» Excerpts from point annotation data

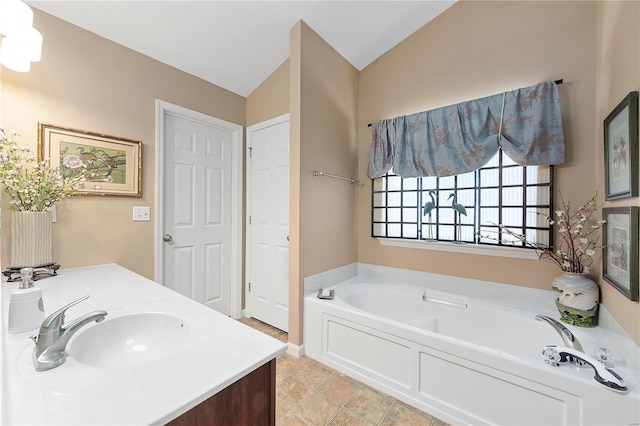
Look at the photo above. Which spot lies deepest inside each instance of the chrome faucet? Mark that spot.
(51, 341)
(568, 338)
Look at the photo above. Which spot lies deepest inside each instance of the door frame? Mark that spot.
(165, 108)
(250, 130)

» Set task
Format the listing as a two-column CSV with the headers instruction and coordinates, starting at the line that contains "frame? Mark that spot." and stopping after the end of the listing. Give each instruction with its answer as one row, each in a single quoted field with line breaks turned into spaces.

» Solution to the problem
instruction,coordinates
"Look at the photo above. Which spot lies deepest inside each instance of the door frame? Mark that spot.","(165, 108) (250, 130)"